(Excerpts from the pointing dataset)
[START]
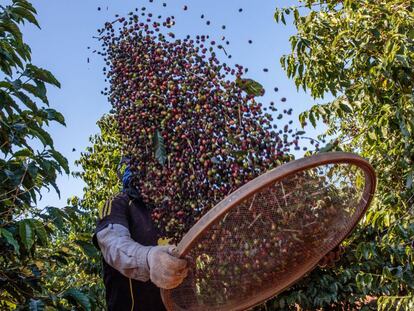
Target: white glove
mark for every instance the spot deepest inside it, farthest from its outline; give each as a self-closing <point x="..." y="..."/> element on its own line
<point x="166" y="270"/>
<point x="121" y="252"/>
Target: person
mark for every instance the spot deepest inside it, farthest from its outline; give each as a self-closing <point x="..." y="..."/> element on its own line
<point x="134" y="266"/>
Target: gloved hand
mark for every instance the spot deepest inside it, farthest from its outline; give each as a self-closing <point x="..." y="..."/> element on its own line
<point x="166" y="270"/>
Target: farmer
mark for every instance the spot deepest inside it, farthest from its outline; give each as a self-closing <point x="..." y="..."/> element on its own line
<point x="134" y="267"/>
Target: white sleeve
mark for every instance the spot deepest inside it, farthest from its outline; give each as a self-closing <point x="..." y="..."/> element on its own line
<point x="121" y="252"/>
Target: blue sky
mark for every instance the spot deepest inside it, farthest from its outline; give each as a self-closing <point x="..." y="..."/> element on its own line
<point x="67" y="30"/>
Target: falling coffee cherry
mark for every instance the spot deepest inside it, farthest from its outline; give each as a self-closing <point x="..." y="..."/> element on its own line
<point x="182" y="110"/>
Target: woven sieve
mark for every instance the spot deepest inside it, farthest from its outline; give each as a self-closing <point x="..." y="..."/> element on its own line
<point x="269" y="233"/>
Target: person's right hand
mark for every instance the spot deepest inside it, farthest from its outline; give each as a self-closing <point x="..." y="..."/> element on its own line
<point x="166" y="271"/>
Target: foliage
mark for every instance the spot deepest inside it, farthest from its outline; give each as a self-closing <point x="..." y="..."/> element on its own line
<point x="361" y="53"/>
<point x="32" y="250"/>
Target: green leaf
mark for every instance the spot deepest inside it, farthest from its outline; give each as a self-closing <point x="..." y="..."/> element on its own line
<point x="36" y="305"/>
<point x="312" y="119"/>
<point x="39" y="90"/>
<point x="41" y="74"/>
<point x="250" y="86"/>
<point x="23" y="153"/>
<point x="54" y="115"/>
<point x="159" y="147"/>
<point x="10" y="239"/>
<point x="63" y="162"/>
<point x="57" y="217"/>
<point x="26" y="100"/>
<point x="345" y="107"/>
<point x="40" y="232"/>
<point x="42" y="135"/>
<point x="26" y="232"/>
<point x="76" y="297"/>
<point x="26" y="14"/>
<point x="87" y="248"/>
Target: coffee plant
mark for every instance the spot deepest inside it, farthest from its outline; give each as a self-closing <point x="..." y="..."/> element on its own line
<point x="361" y="53"/>
<point x="29" y="163"/>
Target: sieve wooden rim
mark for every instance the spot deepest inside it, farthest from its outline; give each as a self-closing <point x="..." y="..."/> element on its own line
<point x="255" y="185"/>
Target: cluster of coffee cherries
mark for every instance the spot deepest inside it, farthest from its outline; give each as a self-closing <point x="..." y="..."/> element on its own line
<point x="191" y="125"/>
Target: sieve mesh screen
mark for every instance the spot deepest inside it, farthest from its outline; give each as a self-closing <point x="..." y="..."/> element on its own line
<point x="266" y="242"/>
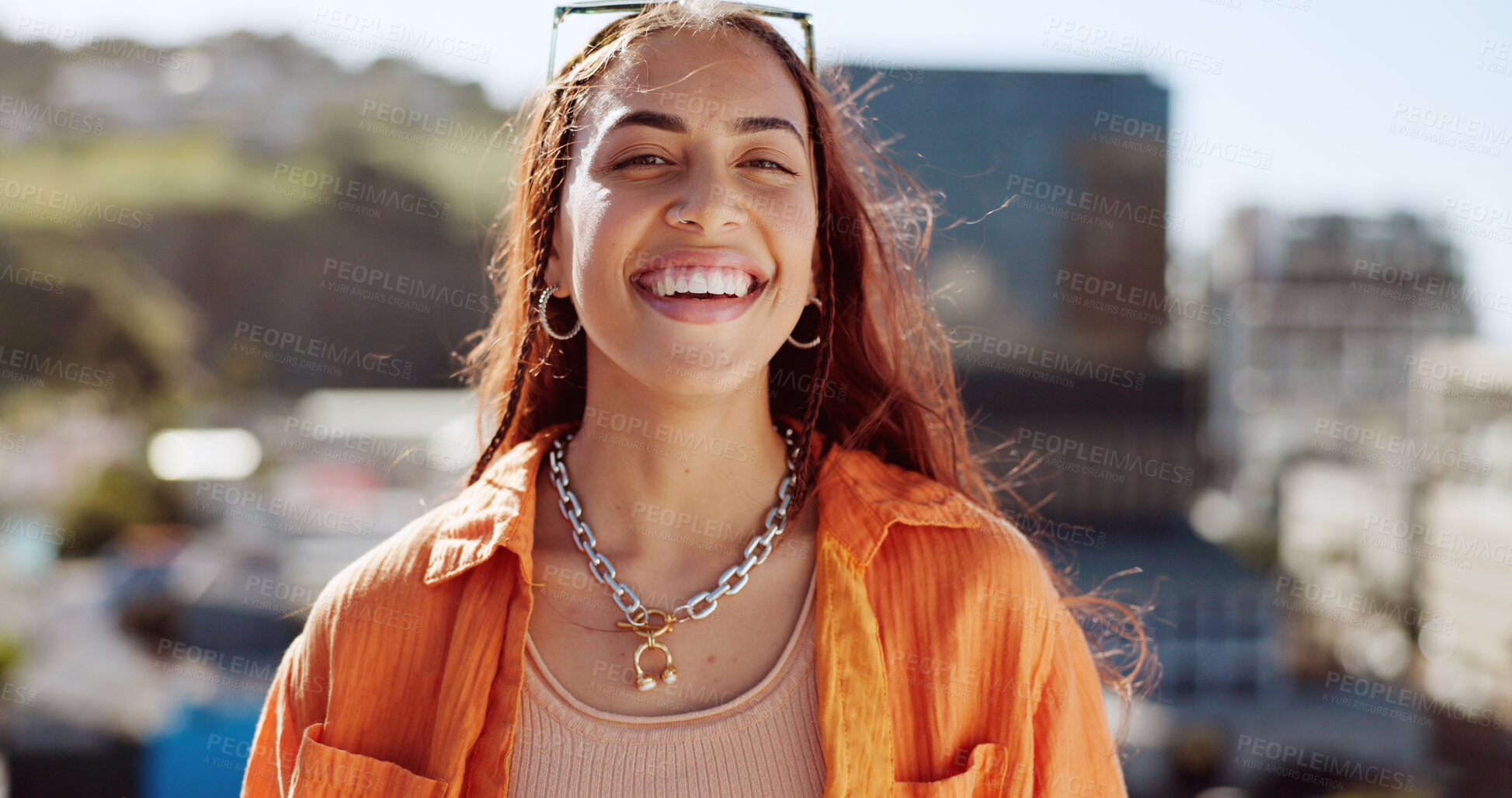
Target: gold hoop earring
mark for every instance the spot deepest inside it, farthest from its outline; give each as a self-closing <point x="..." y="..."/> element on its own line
<point x="546" y="294"/>
<point x="817" y="338"/>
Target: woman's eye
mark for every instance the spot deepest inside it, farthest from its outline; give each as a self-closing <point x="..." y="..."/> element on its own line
<point x="634" y="159"/>
<point x="773" y="162"/>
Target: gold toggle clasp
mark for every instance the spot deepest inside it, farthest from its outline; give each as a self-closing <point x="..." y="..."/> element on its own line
<point x="645" y="680"/>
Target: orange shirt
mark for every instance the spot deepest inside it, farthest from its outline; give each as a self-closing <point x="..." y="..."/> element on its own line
<point x="947" y="664"/>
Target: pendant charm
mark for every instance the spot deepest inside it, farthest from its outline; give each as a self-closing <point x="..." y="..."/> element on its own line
<point x="669" y="674"/>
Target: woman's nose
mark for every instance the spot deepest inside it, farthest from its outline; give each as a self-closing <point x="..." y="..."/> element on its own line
<point x="711" y="202"/>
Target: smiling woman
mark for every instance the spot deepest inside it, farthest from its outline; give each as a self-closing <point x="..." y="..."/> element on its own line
<point x="697" y="221"/>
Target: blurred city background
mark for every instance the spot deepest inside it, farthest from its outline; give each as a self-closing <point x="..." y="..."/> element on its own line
<point x="1251" y="298"/>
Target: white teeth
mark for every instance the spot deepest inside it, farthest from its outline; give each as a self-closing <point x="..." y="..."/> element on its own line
<point x="700" y="281"/>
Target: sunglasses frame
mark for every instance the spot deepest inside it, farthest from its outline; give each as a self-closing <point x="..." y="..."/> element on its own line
<point x="603" y="6"/>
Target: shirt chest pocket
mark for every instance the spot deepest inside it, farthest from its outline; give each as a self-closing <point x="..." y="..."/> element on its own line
<point x="324" y="771"/>
<point x="989" y="772"/>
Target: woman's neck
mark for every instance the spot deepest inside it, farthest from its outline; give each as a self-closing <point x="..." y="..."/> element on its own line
<point x="675" y="482"/>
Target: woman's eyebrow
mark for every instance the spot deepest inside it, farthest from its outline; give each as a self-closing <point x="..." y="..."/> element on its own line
<point x="676" y="124"/>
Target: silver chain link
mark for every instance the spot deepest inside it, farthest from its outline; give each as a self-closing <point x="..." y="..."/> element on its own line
<point x="702" y="605"/>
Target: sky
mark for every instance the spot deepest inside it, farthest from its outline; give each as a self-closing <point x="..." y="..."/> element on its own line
<point x="1361" y="108"/>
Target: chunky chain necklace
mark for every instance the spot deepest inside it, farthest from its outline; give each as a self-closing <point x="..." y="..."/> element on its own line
<point x="700" y="606"/>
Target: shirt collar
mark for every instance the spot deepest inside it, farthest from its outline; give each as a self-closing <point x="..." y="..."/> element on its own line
<point x="860" y="497"/>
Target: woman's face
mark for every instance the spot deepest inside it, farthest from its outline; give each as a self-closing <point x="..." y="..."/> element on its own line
<point x="714" y="131"/>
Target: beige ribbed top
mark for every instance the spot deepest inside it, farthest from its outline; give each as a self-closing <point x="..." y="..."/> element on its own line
<point x="766" y="742"/>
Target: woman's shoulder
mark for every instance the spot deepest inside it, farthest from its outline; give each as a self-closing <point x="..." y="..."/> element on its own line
<point x="964" y="536"/>
<point x="389" y="579"/>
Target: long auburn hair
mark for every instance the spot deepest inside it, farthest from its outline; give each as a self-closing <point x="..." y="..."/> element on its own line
<point x="882" y="378"/>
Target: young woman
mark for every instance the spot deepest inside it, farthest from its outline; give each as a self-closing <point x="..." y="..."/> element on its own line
<point x="729" y="538"/>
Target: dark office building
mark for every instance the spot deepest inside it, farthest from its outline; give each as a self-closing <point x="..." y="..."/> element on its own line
<point x="1060" y="290"/>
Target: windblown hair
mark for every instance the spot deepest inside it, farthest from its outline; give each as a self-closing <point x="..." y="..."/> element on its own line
<point x="882" y="378"/>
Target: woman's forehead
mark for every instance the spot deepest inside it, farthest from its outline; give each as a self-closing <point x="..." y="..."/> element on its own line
<point x="697" y="75"/>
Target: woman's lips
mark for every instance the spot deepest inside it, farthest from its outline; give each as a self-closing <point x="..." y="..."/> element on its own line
<point x="699" y="311"/>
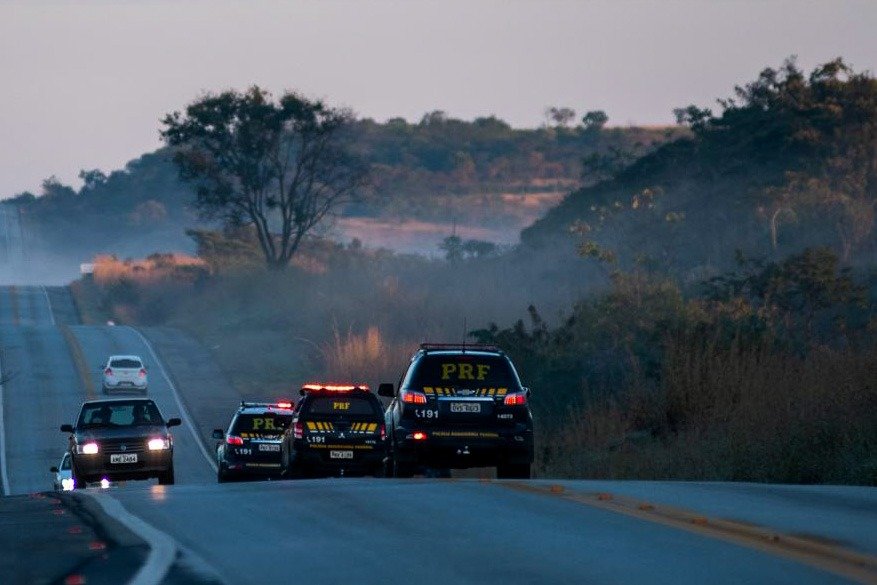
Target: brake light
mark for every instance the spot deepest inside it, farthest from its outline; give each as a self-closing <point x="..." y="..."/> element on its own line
<point x="411" y="397"/>
<point x="516" y="399"/>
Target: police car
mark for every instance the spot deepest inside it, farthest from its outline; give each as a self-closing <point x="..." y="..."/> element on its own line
<point x="252" y="445"/>
<point x="338" y="430"/>
<point x="459" y="406"/>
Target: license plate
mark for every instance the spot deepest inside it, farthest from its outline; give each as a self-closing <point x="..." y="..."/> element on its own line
<point x="124" y="458"/>
<point x="465" y="407"/>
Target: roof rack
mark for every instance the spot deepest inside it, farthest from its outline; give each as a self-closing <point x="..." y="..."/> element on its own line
<point x="247" y="404"/>
<point x="461" y="346"/>
<point x="320" y="387"/>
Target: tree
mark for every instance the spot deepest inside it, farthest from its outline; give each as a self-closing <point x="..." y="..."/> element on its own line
<point x="452" y="246"/>
<point x="594" y="120"/>
<point x="560" y="116"/>
<point x="279" y="167"/>
<point x="92" y="179"/>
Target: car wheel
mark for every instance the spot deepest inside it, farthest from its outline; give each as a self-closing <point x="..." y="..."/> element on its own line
<point x="401" y="470"/>
<point x="513" y="471"/>
<point x="167" y="478"/>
[END]
Goal.
Reproduce word for word the lines of the records above, starting with the line that contains "Target: woman's lips" and continuing through the last line of the records. Leave the pictures out of your answer.

Full output.
Target: woman's lips
mark for every instance the spot deepest inside it, farthest from its outline; give each as a self-closing <point x="..." y="..."/> element on its own line
<point x="699" y="311"/>
Target: brake light
mark for every instance the spot deepest inside it, farthest from its outline; give each as a self-closing <point x="..." y="..."/> element on its own line
<point x="411" y="397"/>
<point x="516" y="399"/>
Target: police car
mark for every instance the spot deepest inside it, farthest from its outline; give each as a self-closing <point x="..." y="..."/> element on its own line
<point x="252" y="445"/>
<point x="338" y="430"/>
<point x="459" y="406"/>
Target: license plate
mark for every instance the spot deepest inside it, farthest from its outline; give each as a self-closing <point x="..." y="..."/> element on its own line
<point x="124" y="458"/>
<point x="465" y="407"/>
Target: roof rack
mark for every instance the spot deepest inside it, farthest from its outline; give each as a self-closing <point x="..." y="..."/> element on its own line
<point x="247" y="404"/>
<point x="461" y="346"/>
<point x="320" y="387"/>
Target: tree
mark for every instance the spot deepest inside it, farthest from its outline; give each as a self-closing <point x="..." y="..."/> element on its own line
<point x="452" y="246"/>
<point x="594" y="120"/>
<point x="560" y="116"/>
<point x="279" y="167"/>
<point x="92" y="179"/>
Target: car wheel
mark for every instance the spot deepest inside it, farthest from its outline; give each as a self-closing <point x="..." y="..."/> element on its own line
<point x="401" y="470"/>
<point x="513" y="471"/>
<point x="167" y="478"/>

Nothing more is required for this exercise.